- Interactive map of Europea

Restaurant information
- Established: 2002
- Owners: Patrice De Felice Ludovic Delanca Jérôme Ferrer
- Head chef: Jérôme Ferrer
- Food type: Modern
- Rating: (Michelin Guide)
- Location: 1065 rue de la Montagne, Montreal, Quebec, Canada
- Coordinates: 45°29′48″N 73°34′18″W﻿ / ﻿45.4966°N 73.5718°W
- Website: jeromeferrer.ca

= Europea (restaurant) =

Restaurant in Montreal, Quebec, Canada

Europea (also referred to as: Restaurant Jérôme Ferrer - Europea) is a Michelin-starred restaurant in Montreal, Quebec, Canada.

==History==
Europea was opened in Downtown Montreal in 2002 by Ludovic Delonca, Patrice de Felice, and Jérôme Ferrer, with the latter serving as the head chef. The three are nationals of France, who moved to the city to start a fine dining concept after running a seasonal bistro in the Southern French village of Saint-Cyprien. Prior to opening the restaurant, the group travelled Canada to sample the country's cuisine and take influence for what to serve.

In 2019, the restaurant relocated down the street from its longtime home to a larger space within a new condominium complex. The move was made to allow for a significant expansion of the restaurant’s operations, introducing a multi-concept format that included a fine-dining room, a brasserie, an afternoon tea service, a lunch counter, and a cocktail bar. The new location also incorporated theatrical elements, to allow for a more experiential dining approach.

#### Provided data
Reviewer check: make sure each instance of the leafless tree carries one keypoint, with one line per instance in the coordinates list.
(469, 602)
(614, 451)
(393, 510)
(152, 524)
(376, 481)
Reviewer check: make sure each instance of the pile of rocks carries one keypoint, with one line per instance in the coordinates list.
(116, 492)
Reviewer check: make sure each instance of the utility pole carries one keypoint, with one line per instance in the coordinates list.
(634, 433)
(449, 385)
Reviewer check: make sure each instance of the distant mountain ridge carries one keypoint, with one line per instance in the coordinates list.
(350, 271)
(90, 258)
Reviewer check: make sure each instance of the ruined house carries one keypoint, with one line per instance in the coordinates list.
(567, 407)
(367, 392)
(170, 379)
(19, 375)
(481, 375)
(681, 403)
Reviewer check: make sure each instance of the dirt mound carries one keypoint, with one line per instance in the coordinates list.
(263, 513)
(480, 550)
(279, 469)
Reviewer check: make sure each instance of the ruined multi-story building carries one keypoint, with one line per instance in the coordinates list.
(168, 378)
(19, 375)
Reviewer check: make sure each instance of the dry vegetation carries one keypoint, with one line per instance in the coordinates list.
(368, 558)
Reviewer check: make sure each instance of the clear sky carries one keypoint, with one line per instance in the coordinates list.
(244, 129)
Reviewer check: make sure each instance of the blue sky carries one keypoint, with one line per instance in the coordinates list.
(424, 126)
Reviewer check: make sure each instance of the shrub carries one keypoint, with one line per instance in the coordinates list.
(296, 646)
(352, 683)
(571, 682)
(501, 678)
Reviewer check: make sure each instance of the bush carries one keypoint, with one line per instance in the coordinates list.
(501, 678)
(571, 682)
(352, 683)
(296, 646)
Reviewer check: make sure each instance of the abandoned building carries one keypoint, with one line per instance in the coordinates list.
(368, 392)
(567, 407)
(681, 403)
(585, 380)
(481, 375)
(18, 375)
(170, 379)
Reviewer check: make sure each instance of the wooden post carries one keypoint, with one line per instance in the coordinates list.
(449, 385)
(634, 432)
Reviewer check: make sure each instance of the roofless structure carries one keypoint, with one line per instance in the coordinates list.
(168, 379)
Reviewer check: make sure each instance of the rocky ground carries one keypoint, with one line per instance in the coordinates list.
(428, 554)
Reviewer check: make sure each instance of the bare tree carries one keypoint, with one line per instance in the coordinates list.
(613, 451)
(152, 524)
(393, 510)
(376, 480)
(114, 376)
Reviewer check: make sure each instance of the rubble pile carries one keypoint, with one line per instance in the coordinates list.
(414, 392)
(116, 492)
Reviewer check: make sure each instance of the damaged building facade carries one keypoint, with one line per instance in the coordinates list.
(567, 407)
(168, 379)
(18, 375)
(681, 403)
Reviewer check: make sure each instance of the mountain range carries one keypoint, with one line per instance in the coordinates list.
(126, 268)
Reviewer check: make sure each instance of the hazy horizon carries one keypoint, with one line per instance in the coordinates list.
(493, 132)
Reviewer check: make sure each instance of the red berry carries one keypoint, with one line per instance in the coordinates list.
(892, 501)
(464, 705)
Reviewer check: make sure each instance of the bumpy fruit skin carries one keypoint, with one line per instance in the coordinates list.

#### Work instruction A
Please write out the passage of the Europea article between "In 2019, the" and "experiential dining approach.", inclusive.
#### Work instruction B
In the Europea article, where did the three founders run a seasonal bistro before moving to Montreal?
#### Work instruction C
Summarize the Europea article in two sentences.

#### Written response A
In 2019, the restaurant relocated down the street from its longtime home to a larger space within a new condominium complex. The move was made to allow for a significant expansion of the restaurant’s operations, introducing a multi-concept format that included a fine-dining room, a brasserie, an afternoon tea service, a lunch counter, and a cocktail bar. The new location also incorporated theatrical elements, to allow for a more experiential dining approach.

#### Written response B
In the Southern French village of Saint-Cyprien.

#### Written response C
Europea is a Michelin-starred restaurant that three French nationals, with Jérôme Ferrer as head chef, opened in Downtown Montreal in 2002 after traveling Canada to sample its cuisine. In 2019 it moved down the street to a larger space in a new condominium complex, expanding into a multi-concept format with a fine-dining room, brasserie, afternoon tea service, lunch counter and cocktail bar, along with theatrical elements for a more experiential dining approach.